Stated goal A ▸
Reproduce the passage of the tribute to René Farabet from "Attached you will" up to and including "miss all that.".
Stated goal B ▸
Translate this sentence from the tribute to René Farabet into Spanish: "May his memory be bound forever in the knot of life."
Stated goal C ▸
Carry on the tribute to René Farabet, picking up after its last sentence.

Extract to read ▸
+ + + + + + +

René Farabet: In Memoriam

RENÉ FARABET in Paris – (Photo credit: Terho Aalto)

Our beloved friend, René Farabet, died in Paris on Tuesday afternoon with the love of his life, Kaye Mortley, at his side. He had been gravely ill for a long time and had borne the trials it brought him with grace, courage and determination.

As the first French delegate at the inaugural International Features Conference in 1975, he was one of a small band of people who came together from all over Europe and further afield to make common cause for our genre and he stayed in our midst for ever. You will remember him: tall, elegant, the shock of white hair, the expressive, mobile face. He would move silently around the room, saying very little but always listening most intently and, until recently, always there.

René was our hero. He was a man of great brilliance: a radiant intellect, a philosopher, a sublime feature maker who, through his decades of work in L’Atelier de Création Radiophonique at France Culture, influenced an entire generation of international feature makers and, with his magic, bent how we apprehend and understand sound. His work and legacy is, quite simply, the gold standard of what we do.

But this is not an obituary. René was our friend who we loved and, with his death, our tectonic plates have shifted. Here, words fail. We grieve his absence and our hearts go out to Kaye with all our sympathy at this most difficult time.

May his memory be bound forever in the knot of life.


thoughts on “René Farabet: In Memoriam”

You will remember Don Mowatt from the CBC Vancouver, one of the early heroes of the IFC.
Attached you will find a text he has written when René Farabet died.
It is a beautiful and softly singing text about Yesterday and somehow a proof that the IFC is not just an annual conference but a texture of life.

thoughts (via Facebook) on “René Farabet: In Memoriam”

Marc Jacquin

July 20, 2011 · ·

translation by Edwin Brys

His smile, his gift to listen to others, his own , warm voice, his sense of humor, his sense of precision and his sharp spirit, we will miss all that.

But, the Atelier de Création Radiophonique ( ACR) that illuminated the programmation of France Culture during more than 30 years and had been conducted by René as a most subtle animator, will radiate for still a very long time. High above the daily gossip of the medium radio.

+ + + + + + +

Extracted entries ▸
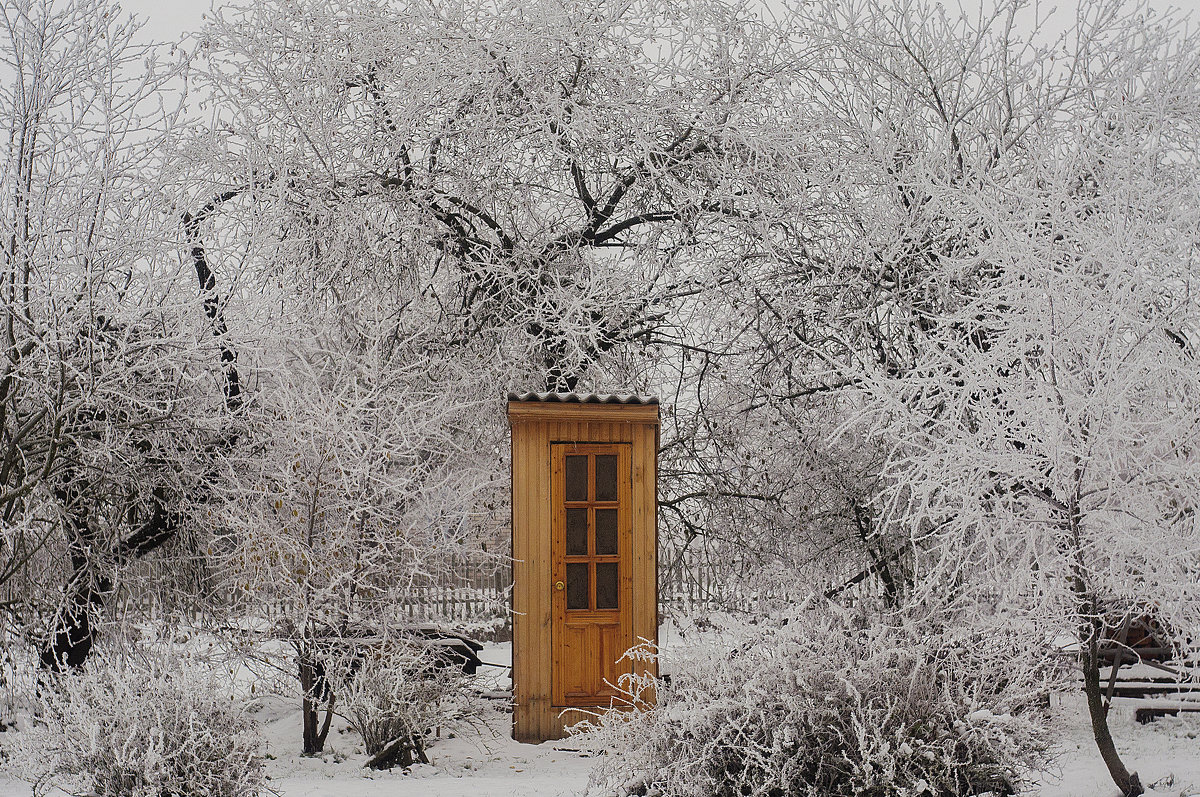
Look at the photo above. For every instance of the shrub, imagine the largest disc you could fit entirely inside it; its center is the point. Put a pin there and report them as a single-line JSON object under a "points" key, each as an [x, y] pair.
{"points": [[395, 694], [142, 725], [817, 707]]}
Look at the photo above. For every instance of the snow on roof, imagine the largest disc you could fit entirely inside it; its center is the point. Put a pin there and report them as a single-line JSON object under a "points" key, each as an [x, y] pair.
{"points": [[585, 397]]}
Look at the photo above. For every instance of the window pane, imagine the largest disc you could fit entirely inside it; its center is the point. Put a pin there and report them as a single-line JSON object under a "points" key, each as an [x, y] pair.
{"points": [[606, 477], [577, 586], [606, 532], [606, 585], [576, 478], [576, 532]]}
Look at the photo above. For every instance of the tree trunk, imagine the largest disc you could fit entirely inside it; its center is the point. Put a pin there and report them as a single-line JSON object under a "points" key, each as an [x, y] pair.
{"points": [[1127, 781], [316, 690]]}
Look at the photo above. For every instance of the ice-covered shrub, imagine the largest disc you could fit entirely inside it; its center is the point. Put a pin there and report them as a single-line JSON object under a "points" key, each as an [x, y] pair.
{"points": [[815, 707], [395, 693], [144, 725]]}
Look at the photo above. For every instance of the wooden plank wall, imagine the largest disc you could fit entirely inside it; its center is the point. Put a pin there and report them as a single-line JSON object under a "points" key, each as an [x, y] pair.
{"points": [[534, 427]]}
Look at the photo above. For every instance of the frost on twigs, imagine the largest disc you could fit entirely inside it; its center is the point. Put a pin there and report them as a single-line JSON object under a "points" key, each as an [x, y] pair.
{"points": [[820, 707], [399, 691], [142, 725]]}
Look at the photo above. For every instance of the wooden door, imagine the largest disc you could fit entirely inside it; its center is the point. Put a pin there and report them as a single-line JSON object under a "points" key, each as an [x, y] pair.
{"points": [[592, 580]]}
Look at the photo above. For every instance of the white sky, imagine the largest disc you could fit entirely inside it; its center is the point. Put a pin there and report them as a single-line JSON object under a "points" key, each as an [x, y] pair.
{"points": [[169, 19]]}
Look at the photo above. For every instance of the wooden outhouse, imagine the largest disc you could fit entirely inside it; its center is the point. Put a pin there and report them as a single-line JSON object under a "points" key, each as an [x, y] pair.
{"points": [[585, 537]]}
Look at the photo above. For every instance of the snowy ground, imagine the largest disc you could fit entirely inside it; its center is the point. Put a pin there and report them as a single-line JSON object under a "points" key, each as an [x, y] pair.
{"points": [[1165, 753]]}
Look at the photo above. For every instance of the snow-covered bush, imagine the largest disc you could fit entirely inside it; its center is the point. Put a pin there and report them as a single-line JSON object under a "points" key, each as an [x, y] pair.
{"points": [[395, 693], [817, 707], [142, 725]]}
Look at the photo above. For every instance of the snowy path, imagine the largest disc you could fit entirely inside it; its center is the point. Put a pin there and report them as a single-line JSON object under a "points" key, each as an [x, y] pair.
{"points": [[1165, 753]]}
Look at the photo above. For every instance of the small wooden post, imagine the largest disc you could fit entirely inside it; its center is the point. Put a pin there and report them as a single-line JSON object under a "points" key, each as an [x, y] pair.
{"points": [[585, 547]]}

+ + + + + + +

Task output A ▸
Attached you will find a text he has written when René Farabet died.
It is a beautiful and softly singing text about Yesterday and somehow a proof that the IFC is not just an annual conference but a texture of life.

thoughts (via Facebook) on “René Farabet: In Memoriam”

Marc Jacquin

July 20, 2011 · ·

translation by Edwin Brys

His smile, his gift to listen to others, his own , warm voice, his sense of humor, his sense of precision and his sharp spirit, we will miss all that.

Task output B ▸
Que su memoria quede atada para siempre en el nudo de la vida.

Task output C ▸
Born in the turmoil of May 68, l’Atelier de Création was the laboratory of a series of programmes , far more free and audacious than what had been produced so far by public radio.
Here were developped the most surprising radio forms : the creative radio documentary, the field recordings, the acoustical art ( ars acustica). Reaching a level of an audio art, focusing on the real world and real people, while designing and sculptering the power of sound.

By chance , Radio Grenouille (Marseille) recorded a conference of René Farabet in 2008.

Here is the link: http://www.radiogrenouille.com/audiotheque/le-theatre-des-radio-operations-rene-farabet/

In his excellent radio review , Syntone, Etienne Noiseaux reports : “ René Farabet talks about radio and sounds in a unique way. His language , rich in imagery and poetry, is probably the only way we can render the complexity of the radiophonic expression”.

Thanks to Marc Jacquin (Phonurgia Nova) and to Mehdi Ahoudig (Arte Radio) for sharing .


https://www.franceculture.fr/creation-sonore/la-mort-de-rene-farabet-inoubliable-figure-des-ateliers-de-creation-radiophonique


Scroll down for more thoughts on “René Farabet: In Memoriam”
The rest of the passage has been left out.